[Object location annotation records]
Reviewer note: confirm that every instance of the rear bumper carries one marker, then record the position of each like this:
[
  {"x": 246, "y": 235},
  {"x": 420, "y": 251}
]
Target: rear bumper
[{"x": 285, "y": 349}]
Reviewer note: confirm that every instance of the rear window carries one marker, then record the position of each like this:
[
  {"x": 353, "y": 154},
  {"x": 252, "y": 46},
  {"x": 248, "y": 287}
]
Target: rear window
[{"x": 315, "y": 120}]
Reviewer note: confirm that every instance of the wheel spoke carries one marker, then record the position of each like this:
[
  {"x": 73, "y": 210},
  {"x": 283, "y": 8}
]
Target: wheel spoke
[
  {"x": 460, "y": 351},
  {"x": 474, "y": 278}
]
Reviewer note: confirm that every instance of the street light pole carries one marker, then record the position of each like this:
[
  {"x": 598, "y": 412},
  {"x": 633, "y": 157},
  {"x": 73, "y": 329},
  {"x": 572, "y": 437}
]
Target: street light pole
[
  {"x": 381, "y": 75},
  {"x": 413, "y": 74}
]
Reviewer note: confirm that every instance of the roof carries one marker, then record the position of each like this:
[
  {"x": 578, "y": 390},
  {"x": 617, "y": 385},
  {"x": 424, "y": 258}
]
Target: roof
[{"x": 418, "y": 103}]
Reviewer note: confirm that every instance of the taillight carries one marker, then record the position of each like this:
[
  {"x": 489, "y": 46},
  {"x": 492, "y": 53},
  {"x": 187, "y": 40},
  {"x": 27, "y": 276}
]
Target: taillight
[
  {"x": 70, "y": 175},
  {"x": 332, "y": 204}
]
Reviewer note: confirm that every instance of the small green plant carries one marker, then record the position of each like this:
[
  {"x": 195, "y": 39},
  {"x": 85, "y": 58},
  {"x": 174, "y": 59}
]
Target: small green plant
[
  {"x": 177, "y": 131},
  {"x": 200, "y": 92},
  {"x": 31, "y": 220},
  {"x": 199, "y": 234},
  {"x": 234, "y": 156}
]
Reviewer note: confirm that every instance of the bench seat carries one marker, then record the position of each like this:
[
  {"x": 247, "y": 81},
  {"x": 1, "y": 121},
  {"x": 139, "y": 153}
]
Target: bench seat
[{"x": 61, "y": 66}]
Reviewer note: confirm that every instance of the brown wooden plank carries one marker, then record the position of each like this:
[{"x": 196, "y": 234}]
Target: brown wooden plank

**TASK OBJECTIVE**
Write out everything from the line containing "Reviewer note: confirm that every instance of the small" down to the end of the records, requests included, and multiply each coordinate in the answers by 1.3, rounding to whole numbers with halves rounded up. Leave the coordinates in the requests and their format samples unchanged.

**RESULT**
Reviewer note: confirm that every instance of the small green plant carries one marker, then record the position of each like this:
[
  {"x": 195, "y": 39},
  {"x": 85, "y": 58},
  {"x": 174, "y": 59}
]
Target: small green plant
[
  {"x": 230, "y": 170},
  {"x": 260, "y": 120},
  {"x": 40, "y": 286},
  {"x": 259, "y": 304},
  {"x": 304, "y": 203}
]
Reviewer note: confirm that every instance of the bench seat carries one marker, then record the position of each like this:
[
  {"x": 247, "y": 81},
  {"x": 1, "y": 121},
  {"x": 139, "y": 153}
]
Target: bench seat
[{"x": 79, "y": 86}]
Reviewer note: confirm that every instance of the brown wooden plank carries one marker, then record the position of each like this:
[{"x": 196, "y": 234}]
Target: brown wooden plank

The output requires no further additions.